*Belge Bölümü*.

□ □ □ □

Kilise'nin yorumları bu kadar önemli mi? Metinde ne olacağı, müzakere heyetlerinin yazacakları şeylerin dışında bu sözlerin bağlayıcılığı olur mu?

- Metinde böyle bir şey yok, tabii. Başından beri diyoruz ki, anlaşma olduğu gün kaç vatandaş varsa, o sırada kurucu devletlerde o vatandaşlar kalmaya devam edecek. Sonrası için ortak kurulan devlet yetkililerince karar verilir. Zaten onu da dörtte bire bağladılar. Yunanistan'dan gelen dört kişiye karşılık Türkiye'den gelen bir kişiye vatandaşlık verilebilir dediler.

BEŞLİ KONFERANS SÜRECİ OLUMLU ETKİLEYEBİLİR

Bu kez masada liderler de olacak. Daha önce beş liderin bir arada olduğu, tümünün birbiriyle resmi görüşmelerde bulunduğu bir toplantı olmamıştı. Bunun sürece olumlu bir etkisi olacak mı sizce?

- Tabii üç garantörün katılması doğru bir şey... Rum tarafının aklında olanı ben söylüyorum, Anastasiadis, Kıbrıs Cumhuriyeti olarak orada olacağını söylüyor. Ama aslında iki kurucu devletin kurucusu olarak orada olacaklar. Biz beşli zirve diyoruz, Anastasiadis çoklu zirve diyor. Birleşmiş Milletler Güvenlik Konseyi'nin beş daimi üyesi ve Avrupa Birliği de olsun istiyorlar. Ben kesinlikle bunu istemiyordum beşli zirveyi konuştuğumuz zamanlarda. Şimdi Çin, Rusya, ABD davet edildi. Bunlar gelirse müzakere masasında olamazlar zaten. Belki büyükelçilerini gönderirler yan odada oturmak üzere, ama müdahale edemezler.

"ERDOĞAN'IN CENEVRE'DEKİ VARLIĞI"

Erdoğan'ın orada olacak olması olumlu bir katkı yapar mı görüşmelere?

- Tahmin ederim Türkiye en üst makamla temsil edilecek orada. Dolayısıyla orada gerek İngiltere gerek Yunanistan istediği gibi at oynatamaz.

ÇİPRAS'IN HAMLESİ

- Yunanistan Başbakanı gitmeden önce illâ Cumhurbaşkanı Erdoğan'la görüşmek istedi. Erdoğan bugüne kadar görüşmedi, bu iyi bir şey. Çünkü, Çipras'ın aklından geçenleri ben tahmin ederim. Daha masaya oturmadan, oturduk ve anlaşamadık deyip Türkiye anlaşma istemez diyerek dış dünyaya çağrı yapma hesabı içinde olabilir. Bana göre görüşmemeleri doğru bir plandır çünkü masada nasılsa görüşecekler.

□ □ □ □

*Veri Listesi*.
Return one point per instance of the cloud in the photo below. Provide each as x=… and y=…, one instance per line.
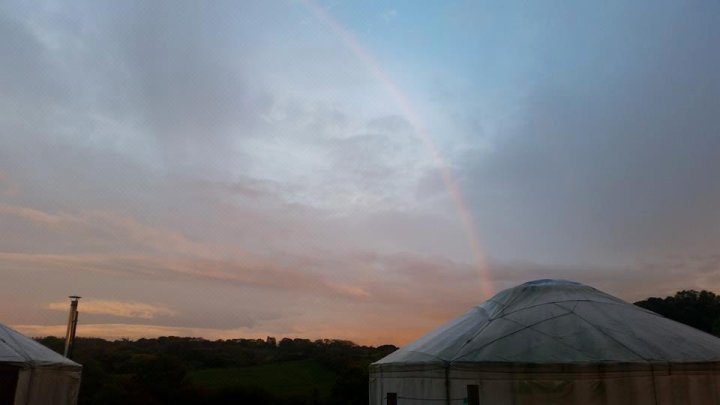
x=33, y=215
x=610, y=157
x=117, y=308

□ □ □ □

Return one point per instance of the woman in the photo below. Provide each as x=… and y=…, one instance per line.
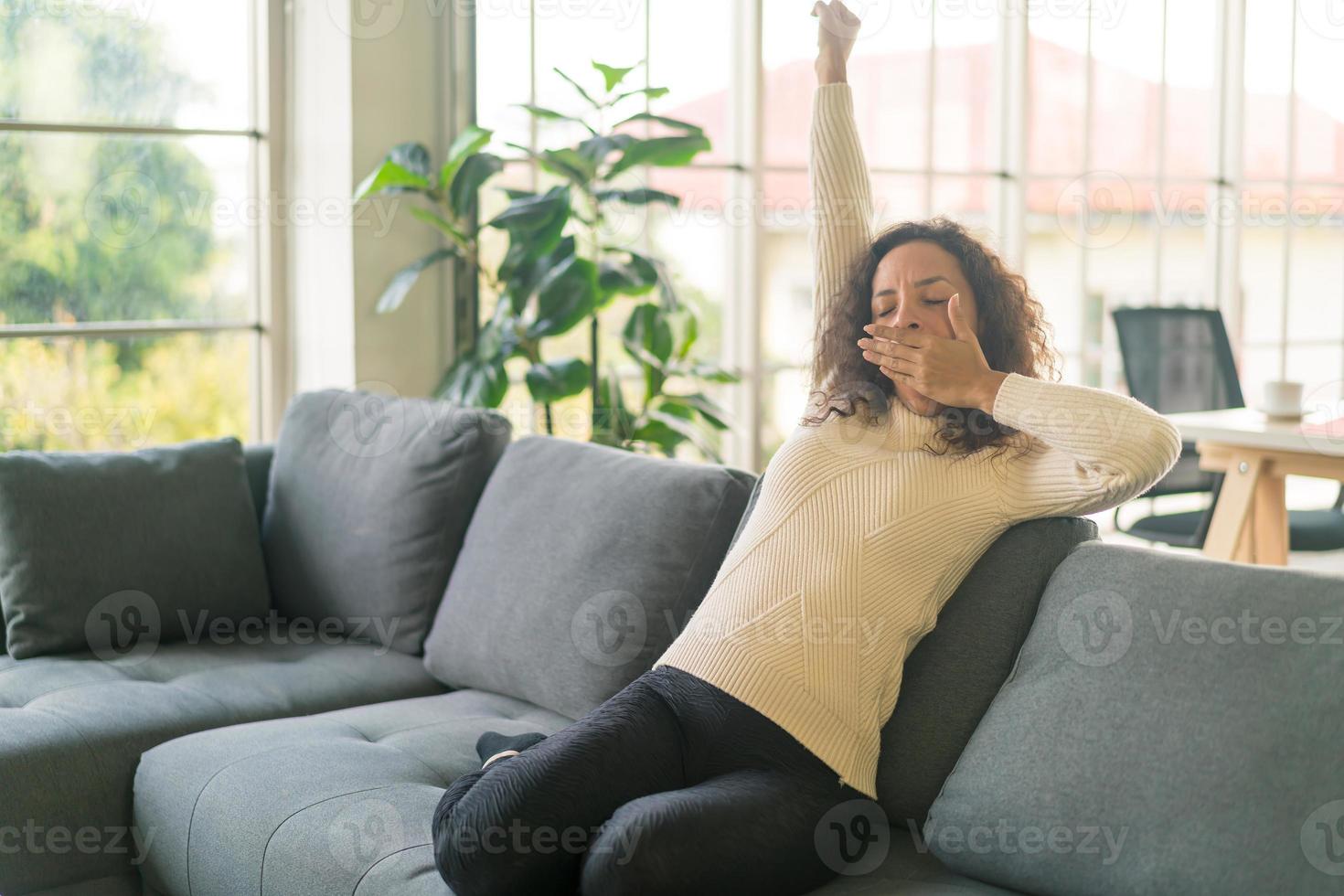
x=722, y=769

□ □ □ □

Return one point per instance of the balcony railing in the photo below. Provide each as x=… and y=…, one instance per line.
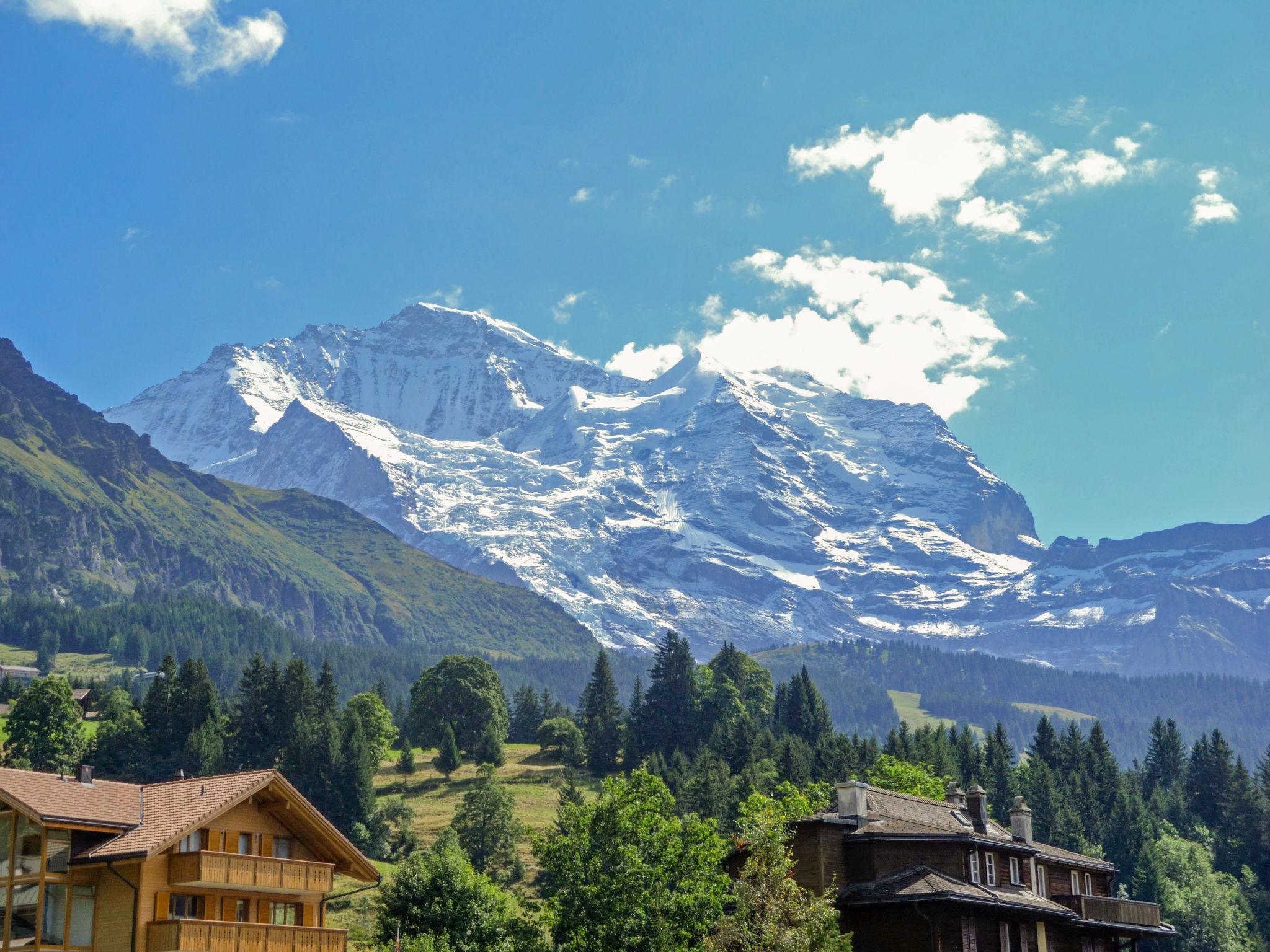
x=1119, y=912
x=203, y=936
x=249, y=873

□ □ □ □

*Verilen Görev 1*.
Kıbrıs müzakereleriyle ilgili söyleşiye göre Anastasiadis zirveyi nasıl adlandırıyor?
*Verilen Görev 2*.
Kıbrıs müzakereleriyle ilgili söyleşide "Erdoğan'ın orada olacak" ifadesinden aşağıya, "gibi at oynatamaz." ifadesine kadar olan her şeyi birebir kopyalayın.
*Verilen Görev 3*.
Kıbrıs müzakereleriyle ilgili söyleşiyi durduğu yerden devam ettirerek sonraki bölümü yazın.
Kayıtların bu işte hiçbir rolü yoktur.

*Görev Yanıtı 1*.
Çoklu zirve diyor.

*Görev Yanıtı 2*.
Erdoğan'ın orada olacak olması olumlu bir katkı yapar mı görüşmelere?

- Tahmin ederim Türkiye en üst makamla temsil edilecek orada. Dolayısıyla orada gerek İngiltere gerek Yunanistan istediği gibi at oynatamaz.

*Görev Yanıtı 3*.
ANNAN PLANI

- Türkiye'deki lider, Annan Planı'na ‘evet' diyen ve Kıbrıs Türkü'ne de ‘evet' dedirten bir liderdir. Ama o günden bugüne köprünün altından çok su geçmiştir. KKTC, 2004'teki devlet değil, daha da yerleşmiş ve daha yeni yatırımlar yapılmıştır. KKTC'yi benimsemeyen insanlarımız da var maalesef.

"MECLİS'TE KKTC'Yİ HAZMEDEMEYENLER VAR"

- Kurulduğu gün hata olduğunu söyleyen, bugün hâlâ KKTC'yi hazmedemeyenler var. Ama bir devletiz. Bu devleti hazmedemeyen insanlar Meclis'tedir.

Meselâ, Annan Planı'na Sayın Akıncı da ‘evet' demişti ama şu an cumhurbaşkanı. CTP Meclis'tedir. Bunlar, KKTC'nin kurulmasının hata olduğunu söyleyenlerdi.

MÜZAKERELERİN AMACI NEDİR?

- Bu müzakerelerde amaç nedir? Bizim gibi baskı altında yaşayan, Rum'un baskısı altında kalan insanların mücadelesi özgürlük mücadelesidir. Bu mücadeleyi devletle taçlandırırsan bu en büyük mutluluktur. Ama maalesef bunu herkese hazmettiremedik.

"BİZ BİR DEVLETİZ"

Ben her zaman söylerim, KKTC tanınmasa da bir devlet olduğumuz için ben müzakere masasına elim güçlü oturuyorum. Olmasaydı masaya çok farklı otururdum. Kimse tanımasa da arkamda Türkiye var. Bir devletin çarkları benim topraklarımda dönüyor. Demokratik seçimler var. Dolayısıyla bir devletiz, kabul edilse de edilmese de halkım var toprağım var, gelişmişlik var. Ben 1974 öncesini gördüm. İngiliz döneminde de, Cumhuriyet'te de yaşadım, şimdi KKTC çatısı altında da yaşadım. Geldiğimiz noktayı düşündüğüm zaman, biz yokluklar içinde yaşadık.

ANKARA'NIN TUTUMU

Ankara'nın tutumu 2004'ten bugüne değişti, dediniz. Bugün çözüm isteğinin de azaldığını mı söylüyorsunuz?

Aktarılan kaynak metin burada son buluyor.